**Work to be completed:** Copy the lines in the records below without any change, beginning at the line that contains "Guideline: for each instance of the white semi" and ending after the line that contains "column 573, row 613".
═════ Listing
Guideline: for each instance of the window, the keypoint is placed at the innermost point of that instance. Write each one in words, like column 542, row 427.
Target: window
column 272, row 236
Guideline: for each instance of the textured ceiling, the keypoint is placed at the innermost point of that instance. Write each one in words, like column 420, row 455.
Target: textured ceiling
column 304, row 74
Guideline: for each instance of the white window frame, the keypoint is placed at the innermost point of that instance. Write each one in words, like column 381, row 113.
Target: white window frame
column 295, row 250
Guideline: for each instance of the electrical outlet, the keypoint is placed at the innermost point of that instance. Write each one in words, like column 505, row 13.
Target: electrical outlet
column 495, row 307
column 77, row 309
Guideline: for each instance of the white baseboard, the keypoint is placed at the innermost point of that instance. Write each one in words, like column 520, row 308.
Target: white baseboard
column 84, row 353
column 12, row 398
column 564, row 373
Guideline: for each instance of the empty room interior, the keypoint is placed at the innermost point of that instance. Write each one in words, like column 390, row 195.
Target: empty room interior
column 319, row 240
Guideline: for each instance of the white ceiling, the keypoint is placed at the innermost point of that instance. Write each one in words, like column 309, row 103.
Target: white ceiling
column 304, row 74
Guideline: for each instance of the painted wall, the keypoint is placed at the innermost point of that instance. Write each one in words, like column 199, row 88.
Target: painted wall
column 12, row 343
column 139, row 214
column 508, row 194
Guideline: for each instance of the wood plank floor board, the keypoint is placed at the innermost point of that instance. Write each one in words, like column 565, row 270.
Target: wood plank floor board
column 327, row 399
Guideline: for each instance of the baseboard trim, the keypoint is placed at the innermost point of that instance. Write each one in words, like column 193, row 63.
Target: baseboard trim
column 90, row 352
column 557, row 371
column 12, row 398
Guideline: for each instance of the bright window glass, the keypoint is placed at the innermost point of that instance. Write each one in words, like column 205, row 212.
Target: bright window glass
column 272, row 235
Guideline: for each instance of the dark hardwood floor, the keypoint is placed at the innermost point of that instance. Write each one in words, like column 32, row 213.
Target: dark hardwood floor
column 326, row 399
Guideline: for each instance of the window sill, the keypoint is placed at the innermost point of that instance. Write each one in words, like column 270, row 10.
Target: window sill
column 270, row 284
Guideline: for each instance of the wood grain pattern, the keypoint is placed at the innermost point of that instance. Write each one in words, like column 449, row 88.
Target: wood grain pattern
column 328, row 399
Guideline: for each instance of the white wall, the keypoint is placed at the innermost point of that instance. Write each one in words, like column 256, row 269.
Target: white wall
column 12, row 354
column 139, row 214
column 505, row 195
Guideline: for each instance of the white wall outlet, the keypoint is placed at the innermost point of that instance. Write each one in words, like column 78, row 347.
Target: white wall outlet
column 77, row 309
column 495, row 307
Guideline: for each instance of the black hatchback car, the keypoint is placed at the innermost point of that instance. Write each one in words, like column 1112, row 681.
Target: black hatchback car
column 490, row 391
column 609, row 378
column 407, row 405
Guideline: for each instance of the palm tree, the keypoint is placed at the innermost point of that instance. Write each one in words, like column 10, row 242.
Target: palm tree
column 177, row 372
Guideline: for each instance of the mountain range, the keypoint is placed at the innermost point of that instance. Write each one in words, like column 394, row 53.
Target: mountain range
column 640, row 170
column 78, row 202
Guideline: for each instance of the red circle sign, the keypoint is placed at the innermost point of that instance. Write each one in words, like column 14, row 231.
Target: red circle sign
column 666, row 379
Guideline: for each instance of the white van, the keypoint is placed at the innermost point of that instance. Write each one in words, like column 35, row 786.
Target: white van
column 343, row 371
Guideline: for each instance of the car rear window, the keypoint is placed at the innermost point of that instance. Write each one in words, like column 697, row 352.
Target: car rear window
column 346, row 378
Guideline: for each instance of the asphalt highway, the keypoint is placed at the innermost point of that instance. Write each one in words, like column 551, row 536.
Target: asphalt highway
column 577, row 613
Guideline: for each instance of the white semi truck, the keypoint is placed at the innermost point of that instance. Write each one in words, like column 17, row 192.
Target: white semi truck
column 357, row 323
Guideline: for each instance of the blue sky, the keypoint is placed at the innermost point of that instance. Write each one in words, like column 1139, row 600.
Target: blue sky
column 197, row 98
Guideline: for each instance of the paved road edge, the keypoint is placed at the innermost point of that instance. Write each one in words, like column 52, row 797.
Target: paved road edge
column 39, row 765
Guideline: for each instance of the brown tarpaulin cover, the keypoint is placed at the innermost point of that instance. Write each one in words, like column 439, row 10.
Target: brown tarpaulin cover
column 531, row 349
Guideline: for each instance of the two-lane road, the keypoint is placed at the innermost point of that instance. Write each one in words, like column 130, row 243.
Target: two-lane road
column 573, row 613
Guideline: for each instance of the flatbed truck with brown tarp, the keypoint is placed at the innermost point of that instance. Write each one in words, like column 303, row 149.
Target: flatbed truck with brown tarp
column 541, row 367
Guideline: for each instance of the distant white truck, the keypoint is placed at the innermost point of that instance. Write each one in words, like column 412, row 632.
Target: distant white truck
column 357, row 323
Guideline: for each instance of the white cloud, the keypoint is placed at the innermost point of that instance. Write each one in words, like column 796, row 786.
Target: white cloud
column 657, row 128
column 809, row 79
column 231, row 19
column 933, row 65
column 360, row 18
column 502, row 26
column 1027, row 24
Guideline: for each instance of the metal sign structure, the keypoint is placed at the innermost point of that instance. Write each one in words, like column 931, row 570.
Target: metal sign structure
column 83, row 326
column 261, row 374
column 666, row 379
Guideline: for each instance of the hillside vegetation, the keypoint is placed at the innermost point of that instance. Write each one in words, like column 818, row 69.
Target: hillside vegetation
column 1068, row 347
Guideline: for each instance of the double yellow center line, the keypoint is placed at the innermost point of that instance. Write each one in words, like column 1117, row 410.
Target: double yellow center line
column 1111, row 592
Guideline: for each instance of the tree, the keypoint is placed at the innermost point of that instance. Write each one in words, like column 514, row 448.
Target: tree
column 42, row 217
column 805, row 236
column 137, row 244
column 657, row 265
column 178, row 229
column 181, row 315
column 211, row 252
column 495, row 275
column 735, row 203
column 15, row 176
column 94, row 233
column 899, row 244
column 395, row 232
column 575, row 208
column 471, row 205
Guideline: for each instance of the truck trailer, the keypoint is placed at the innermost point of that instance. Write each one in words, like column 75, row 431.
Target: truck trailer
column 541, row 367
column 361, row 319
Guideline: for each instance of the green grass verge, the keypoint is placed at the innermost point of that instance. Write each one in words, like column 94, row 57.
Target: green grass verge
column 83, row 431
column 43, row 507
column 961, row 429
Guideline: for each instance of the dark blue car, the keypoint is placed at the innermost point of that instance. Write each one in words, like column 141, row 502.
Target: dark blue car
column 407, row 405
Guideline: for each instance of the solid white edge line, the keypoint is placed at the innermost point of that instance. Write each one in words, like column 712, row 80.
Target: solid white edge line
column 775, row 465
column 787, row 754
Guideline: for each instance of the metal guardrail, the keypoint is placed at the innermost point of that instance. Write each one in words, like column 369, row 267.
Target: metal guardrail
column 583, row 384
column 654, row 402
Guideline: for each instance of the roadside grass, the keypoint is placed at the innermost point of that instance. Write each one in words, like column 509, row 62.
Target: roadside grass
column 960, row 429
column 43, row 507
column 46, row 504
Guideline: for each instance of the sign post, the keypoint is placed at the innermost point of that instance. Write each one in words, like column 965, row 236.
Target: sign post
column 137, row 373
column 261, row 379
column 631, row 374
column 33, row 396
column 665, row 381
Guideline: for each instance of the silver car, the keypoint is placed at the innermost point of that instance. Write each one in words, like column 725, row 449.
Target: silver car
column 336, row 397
══════════
**Output below:**
Guideline: for each instance of the white semi truck, the keypoint is placed at the innermost point of that instance. Write each one in words, like column 17, row 192.
Target: white semi truck
column 357, row 323
Guideline: for each instance of the blue sky, the keypoint is placed at the innermost point of that instance. Write each one in words, like column 1139, row 600.
Target: blue sky
column 197, row 98
Guideline: for each instance of the paved road edge, the keypoint is placed at the innermost point of that instance. Write each one in words, like column 52, row 797.
Target: paved road edge
column 39, row 765
Guideline: for each instance of the brown tarpaulin cover, the keypoint is placed at the innermost point of that instance. Write each one in words, like column 439, row 10.
Target: brown tarpaulin cover
column 531, row 349
Guideline: for each instance of the two-lane road, the keypoint is placed at the innermost point of that instance. Write each one in words, like column 130, row 243.
Target: two-lane road
column 573, row 613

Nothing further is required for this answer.